◆ **Consignes**: Dans l'extrait consacré au film Ma'Rosa, traduisez en anglais la phrase suivante : « Interpellée par la police, corrompue et vénale, elle doit trouver une somme importante pour recouvrer sa liberté. »

◆ **Extrait**:
◆ ◆ ◆ ◆ ◆ ◆ ◆
Ma’Rosa – Brillante Mendoza

Récompensé à Cannes avec un Prix d’interprétation féminine, le nouveau film de Brillante Mendoza s‘avère être au final un film assez éprouvant.

Ma' Rosa : Photo Jaclyn Jose

Cinéaste de l’espace et de la circulation des personnages, habitué des festivals, le philippin Brillante Mendoza revient avec un film qui laisse peu de répit au spectateur durant ses deux heures. La caméra portée, les plans saccadés, les zooms et les flous dans une lumière glauque et une atmosphère liquide et boueuse installent l’inconfort et le malaise, renforcés par la terrifiante histoire et ses conséquences que le réalisateur de Lola nous raconte : la descente aux enfers de Ma’Rosa et les siens. Épicière modeste, elle fait pour subvenir aux besoins de son mari et de ses quatre enfants le trafic de narcotiques. Interpellée par la police, corrompue et vénale, elle doit trouver une somme importante pour recouvrer sa liberté.
◆ ◆ ◆ ◆ ◆ ◆ ◆
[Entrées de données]
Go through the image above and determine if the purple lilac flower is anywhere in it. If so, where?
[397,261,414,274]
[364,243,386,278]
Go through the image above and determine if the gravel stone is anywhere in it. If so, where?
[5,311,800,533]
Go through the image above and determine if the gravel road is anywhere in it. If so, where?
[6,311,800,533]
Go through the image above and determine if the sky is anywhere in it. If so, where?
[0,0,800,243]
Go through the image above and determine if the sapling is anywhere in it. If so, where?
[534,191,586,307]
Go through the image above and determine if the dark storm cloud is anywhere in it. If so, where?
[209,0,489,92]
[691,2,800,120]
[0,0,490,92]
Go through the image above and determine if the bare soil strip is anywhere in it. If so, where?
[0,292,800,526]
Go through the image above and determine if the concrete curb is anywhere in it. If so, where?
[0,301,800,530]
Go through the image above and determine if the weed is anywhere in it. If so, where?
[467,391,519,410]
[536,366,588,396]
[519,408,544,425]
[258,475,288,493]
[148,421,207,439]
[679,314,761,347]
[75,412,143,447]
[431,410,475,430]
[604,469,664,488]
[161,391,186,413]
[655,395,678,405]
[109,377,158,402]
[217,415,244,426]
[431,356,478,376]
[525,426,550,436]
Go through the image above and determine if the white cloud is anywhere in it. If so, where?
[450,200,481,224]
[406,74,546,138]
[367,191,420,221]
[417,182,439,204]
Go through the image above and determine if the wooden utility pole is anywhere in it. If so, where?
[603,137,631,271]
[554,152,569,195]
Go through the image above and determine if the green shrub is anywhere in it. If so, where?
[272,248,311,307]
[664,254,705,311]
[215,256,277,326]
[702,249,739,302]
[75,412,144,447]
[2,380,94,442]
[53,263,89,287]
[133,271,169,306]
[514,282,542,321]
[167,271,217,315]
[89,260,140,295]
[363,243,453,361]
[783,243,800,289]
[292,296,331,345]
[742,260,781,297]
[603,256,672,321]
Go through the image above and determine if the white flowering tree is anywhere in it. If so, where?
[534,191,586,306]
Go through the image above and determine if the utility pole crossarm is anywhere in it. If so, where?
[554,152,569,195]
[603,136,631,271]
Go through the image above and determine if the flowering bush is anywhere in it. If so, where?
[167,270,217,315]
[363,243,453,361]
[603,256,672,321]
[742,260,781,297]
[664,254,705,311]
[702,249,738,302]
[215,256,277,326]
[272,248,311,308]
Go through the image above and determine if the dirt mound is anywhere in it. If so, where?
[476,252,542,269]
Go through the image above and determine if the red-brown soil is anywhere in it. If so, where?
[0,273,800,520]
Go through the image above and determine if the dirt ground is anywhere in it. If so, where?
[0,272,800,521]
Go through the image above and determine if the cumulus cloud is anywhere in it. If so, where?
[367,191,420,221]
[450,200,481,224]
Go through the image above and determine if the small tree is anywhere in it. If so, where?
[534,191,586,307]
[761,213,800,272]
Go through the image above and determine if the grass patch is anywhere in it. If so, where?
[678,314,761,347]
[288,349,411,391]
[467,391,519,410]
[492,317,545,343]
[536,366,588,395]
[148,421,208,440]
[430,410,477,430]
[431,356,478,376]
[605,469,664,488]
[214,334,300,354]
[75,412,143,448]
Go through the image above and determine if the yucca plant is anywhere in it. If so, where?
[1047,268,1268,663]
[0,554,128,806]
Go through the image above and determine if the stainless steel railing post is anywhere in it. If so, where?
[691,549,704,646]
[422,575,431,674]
◆ ◆ ◆ ◆ ◆ ◆ ◆
◆ **Résultat**: Arrested by the corrupt and venal police, she must find a large sum of money to regain her freedom.